■ Written problem:
Below are records to be output exactly, every one of them.

[Point annotation records]
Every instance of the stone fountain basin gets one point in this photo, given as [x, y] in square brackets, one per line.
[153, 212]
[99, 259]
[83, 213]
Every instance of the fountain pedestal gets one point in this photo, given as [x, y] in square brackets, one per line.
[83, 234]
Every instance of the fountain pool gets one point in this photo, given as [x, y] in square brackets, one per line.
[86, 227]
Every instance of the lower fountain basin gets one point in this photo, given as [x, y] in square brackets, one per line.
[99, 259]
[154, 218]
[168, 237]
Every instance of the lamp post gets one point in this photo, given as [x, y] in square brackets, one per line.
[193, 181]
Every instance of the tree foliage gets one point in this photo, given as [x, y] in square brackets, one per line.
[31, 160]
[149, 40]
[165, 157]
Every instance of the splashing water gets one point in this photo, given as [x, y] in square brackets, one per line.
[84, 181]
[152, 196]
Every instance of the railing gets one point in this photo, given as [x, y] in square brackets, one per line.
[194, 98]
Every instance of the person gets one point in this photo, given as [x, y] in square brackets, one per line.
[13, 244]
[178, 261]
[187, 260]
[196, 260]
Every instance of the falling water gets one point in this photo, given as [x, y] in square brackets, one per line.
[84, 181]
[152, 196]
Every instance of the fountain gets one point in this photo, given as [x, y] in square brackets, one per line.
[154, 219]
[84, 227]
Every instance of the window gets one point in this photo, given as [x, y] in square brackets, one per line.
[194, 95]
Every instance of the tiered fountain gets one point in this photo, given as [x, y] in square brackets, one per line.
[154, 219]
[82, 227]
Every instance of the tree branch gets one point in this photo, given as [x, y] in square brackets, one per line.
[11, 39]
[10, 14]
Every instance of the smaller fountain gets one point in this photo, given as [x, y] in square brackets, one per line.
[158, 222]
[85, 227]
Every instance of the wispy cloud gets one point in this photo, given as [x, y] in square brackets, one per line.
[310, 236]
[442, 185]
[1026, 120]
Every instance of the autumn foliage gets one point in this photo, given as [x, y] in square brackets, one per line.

■ Expected output:
Every instance of the stone fountain basin gets one point in this photo, given as [x, y] in square brackets, one per line.
[153, 212]
[99, 259]
[83, 213]
Every instance of the fountain pedestal gets one point in this photo, given as [x, y] in square brackets, one per line.
[83, 234]
Every instance of the fountain pool gets one point in this photo, given as [x, y] in square brackets, one per line.
[86, 227]
Every instance of the lower fountain basin gets one point in this photo, given as [x, y] in square brackets, one per line.
[99, 259]
[154, 218]
[168, 237]
Every instance of the lamp post gets one point in this photo, given as [x, y] in square brackets, one per line.
[193, 181]
Every instance of the tree foliage gets one point in this photo, given as [x, y] in square brackets, one per line.
[31, 160]
[149, 40]
[165, 157]
Every instance of the splashing water gets one point in this photo, given as [x, y] in square brackets, one per line.
[84, 181]
[152, 196]
Every instance of the railing gets one point in this photo, given as [x, y] in square brackets, one per line.
[194, 98]
Every instance of the person gets one point in this photo, given as [x, y] in square brackets, one per line.
[13, 244]
[178, 261]
[187, 260]
[196, 260]
Every instance of the falling water gets one point in this photo, given as [x, y] in square brackets, one per line.
[84, 181]
[152, 196]
Every instance of the fountain gets one point in this photo, given as [x, y] in square brackets, one per line.
[154, 219]
[84, 227]
Every instance of the window gets one point in this photo, given as [x, y] in square brackets, one per line.
[194, 95]
Every instance of the tiered fountain gets one point in this photo, given as [x, y] in square brackets, one per line.
[154, 219]
[82, 227]
Every instance of the tree branch gets one point in this photo, given as [x, y] in square brackets, one per line.
[11, 39]
[10, 14]
Every instance of the smaller fountain gets one point in this photo, given as [x, y] in square brackets, one per line.
[158, 222]
[85, 227]
Every instance of the wispy cloud gets one point in this photo, given as [x, y] in square brackets, one per line.
[310, 236]
[442, 185]
[1026, 120]
Every instance of the autumn foliage gets one point in this photo, given as [x, y] in square brackets, one per line.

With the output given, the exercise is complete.